• _Supplied records_
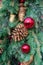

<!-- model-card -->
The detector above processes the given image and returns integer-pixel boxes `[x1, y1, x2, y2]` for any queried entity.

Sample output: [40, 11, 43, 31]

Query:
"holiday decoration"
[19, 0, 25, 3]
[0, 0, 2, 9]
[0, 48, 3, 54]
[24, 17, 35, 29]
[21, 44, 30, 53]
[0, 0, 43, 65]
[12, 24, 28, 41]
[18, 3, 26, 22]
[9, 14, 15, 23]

• _Your task_
Reproduce every line of the records with "holiday decoration" swapped for "ornament" and everything else unchanged. Omit the pictures from your answer.

• _Task answer_
<!-- model-card -->
The detector above processes the given image and returns integer-pixel boxes `[x1, y1, x2, y2]` for any queried entity.

Sample output: [40, 11, 43, 31]

Query:
"ornament"
[19, 0, 25, 3]
[0, 0, 2, 9]
[0, 48, 3, 54]
[24, 17, 35, 29]
[21, 44, 30, 53]
[0, 0, 43, 65]
[12, 24, 28, 41]
[18, 3, 26, 22]
[9, 14, 15, 23]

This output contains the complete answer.